- Text to read -
Item 3.Quantitative and Qualitative Disclosures about Market Risk

Market Risk: We are exposed to various market risks, including changes in interest rates, foreign currency rates and prices of raw materials. Market risk is the potential loss arising from adverse changes in market rates and prices, such as interest rates, foreign currency exchange rates and cost of raw materials.

Our financial performance may be negatively affected by the unfavorable economic conditions. Recessionary economic conditions may have an adverse impact on our sales volumes, pricing levels and profitability. As domestic and international economic conditions change, trends in discretionary consumer spending also become unpredictable and subject to reductions due to uncertainties about the future. A general reduction in consumer discretionary spending due to recession in the domestic and international economies, or uncertainties regarding future economic prospects, could have a material adverse effect on our results of operations.

Interest Rate Risk: Exposure to changes in interest rates result primarily from borrowing activities used to fund operations. Committed floating rate credit facilities are used to fund a portion of operations. We believe that probable near-term changes in interest rates would not materially affect financial condition, results of operations or cash flows. The annual impact on interest expense of a one-percentage point interest rate change on the outstanding balance of our variable rate debt as of June 1, 2013 would be approximately $1.2 million or $0.02 per diluted share.

Foreign Exchange Risk: As a result of being a global enterprise, there is exposure to market risks from changes in foreign currency exchange rates, which may adversely affect operating results and financial condition. Approximately 58 percent of net revenue was generated outside of the United States for the first six months of 2013. Principal foreign currency exposures relate to the Euro, British pound sterling, Canadian dollar, Chinese renminbi, Japanese yen, Australian dollar, Swiss franc, Argentine peso, Brazilian real, Columbian peso, Mexican peso, Turkish lira, Egyptian pound, Indian rupee and Malaysian ringgit.

Our objective is to balance, where possible, local currency denominated assets to local currency denominated liabilities to have a natural hedge and minimize foreign exchange impacts. We enter into cross border transactions through importing and exporting goods to and from different countries and locations. These transactions generate foreign exchange risk as they create assets, liabilities and cash flows in currencies other than the local currency. This also applies to services provided and other cross border agreements among subsidiaries.

We take steps to minimize risks from foreign currency exchange rate fluctuations through normal operating and financing activities and, when deemed appropriate, through the use of derivative instruments. We do not enter into any speculative positions with regard to derivative instruments.

- Data shown -

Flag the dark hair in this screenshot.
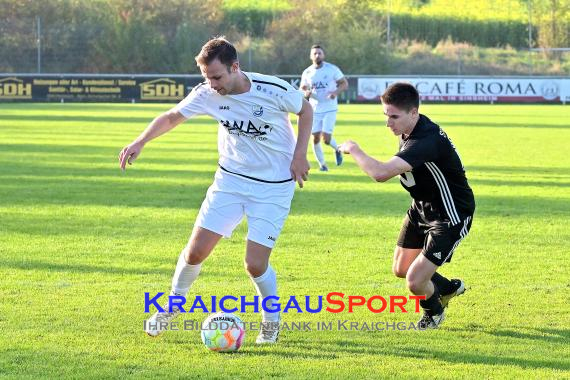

* * *

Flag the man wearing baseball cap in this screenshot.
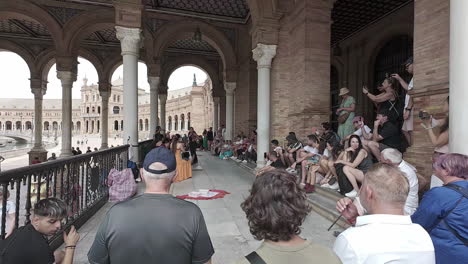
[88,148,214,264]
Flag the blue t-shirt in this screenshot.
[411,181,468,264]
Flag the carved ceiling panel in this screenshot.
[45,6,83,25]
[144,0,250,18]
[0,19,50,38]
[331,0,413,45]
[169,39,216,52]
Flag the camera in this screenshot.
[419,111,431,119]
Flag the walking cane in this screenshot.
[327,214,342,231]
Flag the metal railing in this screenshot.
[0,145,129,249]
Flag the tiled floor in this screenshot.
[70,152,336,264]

--

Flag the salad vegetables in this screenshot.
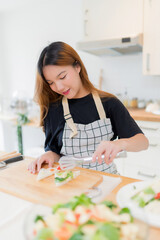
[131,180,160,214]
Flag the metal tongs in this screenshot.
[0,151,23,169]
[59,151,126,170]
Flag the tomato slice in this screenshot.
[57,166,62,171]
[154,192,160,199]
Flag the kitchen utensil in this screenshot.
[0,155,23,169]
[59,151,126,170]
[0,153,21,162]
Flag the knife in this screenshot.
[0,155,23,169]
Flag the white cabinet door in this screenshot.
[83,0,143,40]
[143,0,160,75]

- Work to do -
a) Using the market risk disclosure, decide whether each statement agrees with it. Answer yes or no for each, and quote the deciding words. (i) About 58 percent of net revenue came from outside the United States in the first six months of 2013. (ii) The company takes speculative positions in derivative instruments. (iii) A one-percentage-point change in interest rates would change annual interest expense by about $1.2 million.
b) Print the part of the market risk disclosure between "Market Risk: We" and "cost of raw materials.", inclusive.

- Answers by task -
a)
(i) Yes: "Approximately 58 percent of net revenue was generated outside of the United States for the first six months of 2013."
(ii) No: "We do not enter into any speculative positions with regard to derivative instruments."
(iii) Yes: "The annual impact on interest expense of a one-percentage point interest rate change on the outstanding balance of our variable rate debt as of June 1, 2013 would be approximately $1.2 million"

b)
Market Risk: We are exposed to various market risks, including changes in interest rates, foreign currency rates and prices of raw materials. Market risk is the potential loss arising from adverse changes in market rates and prices, such as interest rates, foreign currency exchange rates and cost of raw materials.